= SOURCE =
J.P. Morgan boss–Jamie Dimon

Legends often die a slow, painful death on Wall Street with an inevitable collapse at the end.  That was the story for Lehman Brothers, Bear Stearns, and a host of others.  It is also a pattern that seems to be repeating itself with Jamie Dimon, the venerable Chairman and Chief Executive Officer of JP Morgan, considered by many to be the standard bearer for blue chip banking firms.

Like so many others, however, JP Morgan likely only survived The Great Recession due to the largesse of the American taxpayers.  Without trillions in direct and indirect government assistance, JP Morgan would not be in its present position, up 20.79% for the last year and 13.00%  for 2013.  Even with that equity price performance, there is still a shareholder movement to unseat Dimon from one of his executive posts.

This vote would be considered “disruptive  according“ to a shareholder letter from the board of directors.  But is gaining momentum, particularly with the recent California lawsuit. For Dimon to be removed would be a tremendous loss of face, confidence and support from the investment community for one who is considered by many to be the top head of a bank in the United States.

Jamie Dimon has always pushed this supposition and effectively was his own manager.

In a recent interview with the Huffington Post, he boasted that, “This bank is anti-fragile, we actually benefit from downturns ,”  That certainly happened in The Great Recession…but only with substantial taxpayer assistance!

Over the course of The Great Recession, JP Morgan:

*was able to  buy Bear Stearns in a government-backed at fire sale prices:

* received $25 billion in TARP funds;

* billions more in low interest subsidies: and

a permanent subsidy was put in place due to the perception that the government will protect the bank.

All that, and more, was provided by the government!

A recent Bloomberg View study valued this government subsidy for JP Morgan at $17 billion.  Ironically, or tragically, that is close to all of the bank’s profits. According to the Bloomberg report, JP Morgan receives the largest subsidy of any bank.

But that taxpayer has not protected JP Morgan in the aftermath of The Great Recession.

The “London Whale” trading scandal cost the bank billions.  While Dimon stated that he thought he handled it very well, the market punished the share price of JP Morgan.  While the stock price has obviously recovered, the investor view of  Dimon as an executive has not.

This is currently threatened by the lawsuits filed by the state of California.  In the article, “Can California Take Down JP Morgan in Court” by Emily Coyle, it is reported that JP Morgan has, “has been sued in California Superior Court with accusations that the bank used questionable documents, took shortcuts in court and used erroneous evidence to ensure its success and sue at a preposterous pace. The New York Times reports that “court records show JPMorgan filing 469 lawsuits on a single day.”

This could not be worse timing for Jamie Dimon in his bid to retain both his privileged positions of peerless power, influence, and prestige.

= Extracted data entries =
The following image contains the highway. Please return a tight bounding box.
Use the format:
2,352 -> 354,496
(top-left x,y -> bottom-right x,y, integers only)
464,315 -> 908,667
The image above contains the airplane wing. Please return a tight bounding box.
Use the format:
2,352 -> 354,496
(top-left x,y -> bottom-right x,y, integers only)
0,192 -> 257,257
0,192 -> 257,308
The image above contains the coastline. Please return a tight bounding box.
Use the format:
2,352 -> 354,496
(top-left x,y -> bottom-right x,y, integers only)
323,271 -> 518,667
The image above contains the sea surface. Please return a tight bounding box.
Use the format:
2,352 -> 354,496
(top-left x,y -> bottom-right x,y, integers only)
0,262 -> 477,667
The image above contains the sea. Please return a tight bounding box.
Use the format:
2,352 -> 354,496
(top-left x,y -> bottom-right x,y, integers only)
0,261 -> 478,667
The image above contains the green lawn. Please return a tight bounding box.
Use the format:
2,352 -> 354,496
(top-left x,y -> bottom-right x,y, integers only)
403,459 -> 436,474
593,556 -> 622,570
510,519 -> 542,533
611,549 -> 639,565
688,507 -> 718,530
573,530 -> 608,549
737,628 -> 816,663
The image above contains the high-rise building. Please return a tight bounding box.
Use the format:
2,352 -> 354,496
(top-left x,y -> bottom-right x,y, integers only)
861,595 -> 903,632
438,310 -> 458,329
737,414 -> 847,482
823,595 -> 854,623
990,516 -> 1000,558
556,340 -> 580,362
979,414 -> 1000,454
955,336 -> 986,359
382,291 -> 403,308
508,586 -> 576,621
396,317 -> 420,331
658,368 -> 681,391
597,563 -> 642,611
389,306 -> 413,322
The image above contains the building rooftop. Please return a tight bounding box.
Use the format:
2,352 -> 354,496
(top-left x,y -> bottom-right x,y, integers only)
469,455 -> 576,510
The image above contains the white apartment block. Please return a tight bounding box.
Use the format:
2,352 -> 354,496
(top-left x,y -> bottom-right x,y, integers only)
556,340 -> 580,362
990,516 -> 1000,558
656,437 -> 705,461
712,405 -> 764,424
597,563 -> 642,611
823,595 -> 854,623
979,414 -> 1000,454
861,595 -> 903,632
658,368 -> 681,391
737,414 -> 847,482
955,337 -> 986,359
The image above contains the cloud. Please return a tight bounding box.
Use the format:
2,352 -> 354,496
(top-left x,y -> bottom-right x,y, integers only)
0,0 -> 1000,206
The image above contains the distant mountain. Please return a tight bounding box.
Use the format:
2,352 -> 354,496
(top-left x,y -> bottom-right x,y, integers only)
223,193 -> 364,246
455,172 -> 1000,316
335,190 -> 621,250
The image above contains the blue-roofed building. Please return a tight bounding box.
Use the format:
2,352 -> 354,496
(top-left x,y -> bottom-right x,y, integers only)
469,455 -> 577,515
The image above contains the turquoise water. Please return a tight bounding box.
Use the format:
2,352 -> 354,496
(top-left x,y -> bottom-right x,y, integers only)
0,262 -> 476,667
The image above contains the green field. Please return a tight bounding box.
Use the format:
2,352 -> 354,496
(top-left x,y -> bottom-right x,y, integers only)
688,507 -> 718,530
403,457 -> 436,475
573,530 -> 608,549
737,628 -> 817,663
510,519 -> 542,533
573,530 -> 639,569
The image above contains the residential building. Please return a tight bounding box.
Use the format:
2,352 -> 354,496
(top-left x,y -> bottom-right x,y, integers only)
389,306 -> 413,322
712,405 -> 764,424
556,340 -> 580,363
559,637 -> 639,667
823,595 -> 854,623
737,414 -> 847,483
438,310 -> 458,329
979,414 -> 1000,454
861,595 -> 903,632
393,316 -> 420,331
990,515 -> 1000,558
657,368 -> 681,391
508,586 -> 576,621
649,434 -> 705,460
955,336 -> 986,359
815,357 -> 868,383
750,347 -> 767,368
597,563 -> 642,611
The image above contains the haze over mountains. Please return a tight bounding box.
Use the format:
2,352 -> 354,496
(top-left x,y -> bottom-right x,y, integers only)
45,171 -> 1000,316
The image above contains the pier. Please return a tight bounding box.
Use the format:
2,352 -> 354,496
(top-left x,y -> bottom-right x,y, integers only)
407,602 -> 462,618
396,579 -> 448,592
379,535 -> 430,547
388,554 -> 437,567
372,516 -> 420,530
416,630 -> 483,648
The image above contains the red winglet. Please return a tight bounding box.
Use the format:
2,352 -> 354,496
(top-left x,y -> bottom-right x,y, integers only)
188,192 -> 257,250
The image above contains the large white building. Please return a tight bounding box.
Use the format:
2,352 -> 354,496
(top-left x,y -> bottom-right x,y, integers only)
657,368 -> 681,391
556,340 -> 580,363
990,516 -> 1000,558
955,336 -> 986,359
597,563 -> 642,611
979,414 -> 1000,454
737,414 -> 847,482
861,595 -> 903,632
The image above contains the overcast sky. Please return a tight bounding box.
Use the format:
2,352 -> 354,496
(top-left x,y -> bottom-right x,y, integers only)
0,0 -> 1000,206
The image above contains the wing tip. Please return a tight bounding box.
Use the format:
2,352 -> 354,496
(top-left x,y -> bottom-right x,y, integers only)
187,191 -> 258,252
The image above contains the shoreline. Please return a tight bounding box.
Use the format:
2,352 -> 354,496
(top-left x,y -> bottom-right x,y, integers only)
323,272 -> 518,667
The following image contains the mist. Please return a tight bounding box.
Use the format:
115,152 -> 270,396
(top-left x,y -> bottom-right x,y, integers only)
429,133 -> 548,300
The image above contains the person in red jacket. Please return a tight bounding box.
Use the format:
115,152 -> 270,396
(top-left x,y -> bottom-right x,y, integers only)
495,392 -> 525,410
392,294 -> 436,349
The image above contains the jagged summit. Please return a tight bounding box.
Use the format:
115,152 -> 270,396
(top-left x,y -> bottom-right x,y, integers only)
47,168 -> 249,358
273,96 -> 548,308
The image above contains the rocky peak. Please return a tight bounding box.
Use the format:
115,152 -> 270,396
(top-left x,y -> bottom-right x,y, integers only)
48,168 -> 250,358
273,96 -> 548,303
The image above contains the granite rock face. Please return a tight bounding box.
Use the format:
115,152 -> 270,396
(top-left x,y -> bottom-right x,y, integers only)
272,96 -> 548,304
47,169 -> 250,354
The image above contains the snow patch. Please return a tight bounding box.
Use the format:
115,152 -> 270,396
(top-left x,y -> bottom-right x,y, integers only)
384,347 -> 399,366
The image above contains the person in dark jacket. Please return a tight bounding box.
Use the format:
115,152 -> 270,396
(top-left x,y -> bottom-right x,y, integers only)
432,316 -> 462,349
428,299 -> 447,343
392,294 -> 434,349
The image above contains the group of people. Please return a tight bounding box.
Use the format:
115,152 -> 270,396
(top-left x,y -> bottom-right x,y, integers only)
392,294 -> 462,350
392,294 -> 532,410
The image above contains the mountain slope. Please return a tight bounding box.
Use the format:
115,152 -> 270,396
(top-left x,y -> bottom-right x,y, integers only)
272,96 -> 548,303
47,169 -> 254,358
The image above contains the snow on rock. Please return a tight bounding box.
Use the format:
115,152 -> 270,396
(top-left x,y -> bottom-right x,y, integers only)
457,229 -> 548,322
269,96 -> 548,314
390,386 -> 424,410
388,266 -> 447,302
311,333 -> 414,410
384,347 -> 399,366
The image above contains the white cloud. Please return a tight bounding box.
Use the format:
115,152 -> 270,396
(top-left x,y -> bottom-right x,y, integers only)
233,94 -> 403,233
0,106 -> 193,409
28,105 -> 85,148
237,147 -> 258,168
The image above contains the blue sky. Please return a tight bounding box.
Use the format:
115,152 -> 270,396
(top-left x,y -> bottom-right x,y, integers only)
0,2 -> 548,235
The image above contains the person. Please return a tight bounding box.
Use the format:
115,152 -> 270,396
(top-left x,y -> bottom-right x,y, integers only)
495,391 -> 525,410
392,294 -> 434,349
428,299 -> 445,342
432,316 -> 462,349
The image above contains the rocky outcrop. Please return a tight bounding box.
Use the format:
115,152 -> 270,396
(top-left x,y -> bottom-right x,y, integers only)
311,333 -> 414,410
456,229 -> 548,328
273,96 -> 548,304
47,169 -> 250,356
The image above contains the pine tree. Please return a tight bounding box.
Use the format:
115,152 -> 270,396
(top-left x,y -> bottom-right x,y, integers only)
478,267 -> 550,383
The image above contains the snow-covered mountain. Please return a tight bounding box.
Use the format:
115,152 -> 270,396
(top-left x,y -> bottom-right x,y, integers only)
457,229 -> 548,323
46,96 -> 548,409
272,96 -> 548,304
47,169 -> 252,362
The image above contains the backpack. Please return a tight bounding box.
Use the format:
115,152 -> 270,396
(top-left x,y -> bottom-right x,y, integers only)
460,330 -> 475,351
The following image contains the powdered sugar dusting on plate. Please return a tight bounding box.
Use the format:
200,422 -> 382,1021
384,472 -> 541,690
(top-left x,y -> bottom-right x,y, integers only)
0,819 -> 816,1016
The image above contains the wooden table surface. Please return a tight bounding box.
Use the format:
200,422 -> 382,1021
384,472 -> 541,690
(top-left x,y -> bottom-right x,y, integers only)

= PROMPT 1 =
Decide whether each statement below agrees with the article on Jamie Dimon. Answer yes or no for each and quote the words from the article that settle it.
(a) During The Great Recession, JP Morgan received $25 billion in TARP funds.
(b) A Bloomberg View study valued the government subsidy for JP Morgan at $27 billion.
(c) After the "London Whale" scandal, JP Morgan's stock price has not recovered.
= PROMPT 2 =
According to the article on Jamie Dimon, how many lawsuits did court records show JPMorgan filing on a single day?
= PROMPT 3 =
Continue the article on Jamie Dimon, picking up right after its final sentence.

= FINAL RESULT 1 =
(a) Yes: "received $25 billion in TARP funds"
(b) No: "valued this government subsidy for JP Morgan at $17 billion"
(c) No: "While the stock price has obviously recovered"

= FINAL RESULT 2 =
469 lawsuits.

= FINAL RESULT 3 =
After all, leading one of the top banks in the world is a big job and when you combine both positions, it might get out of control.    “We think there is a particularly compelling case at J.P. Morgan [to split the roles] because the time requirement for the chairman of the board is or should be a full-time job,” said Lisa Lindsley, Director of Capital Strategies at the American Federation of State, County and Municipal Employees, which owns about 78,000 shares. “It’s not realistic for someone to do two full-time jobs.”

However, not too long ago, the board of directors just voted unanimously in support of Dimon.  A letter to shareholders from two senior members of the JP Morgan board of directors, Lee Raymond and William Welend, chairman of the corporate governance and nominating committee, stated that the current governance structure “is working effectively.”

There is no doubt that the California lawsuits caught the board of JP Morgan unaware.  Based on the scale of the pleadings filed in court against JP Morgan, civil RICO charges are certainly not out of the realm of possibility.  In addition, it is also plausible that many more lawsuits from states could be forthcoming.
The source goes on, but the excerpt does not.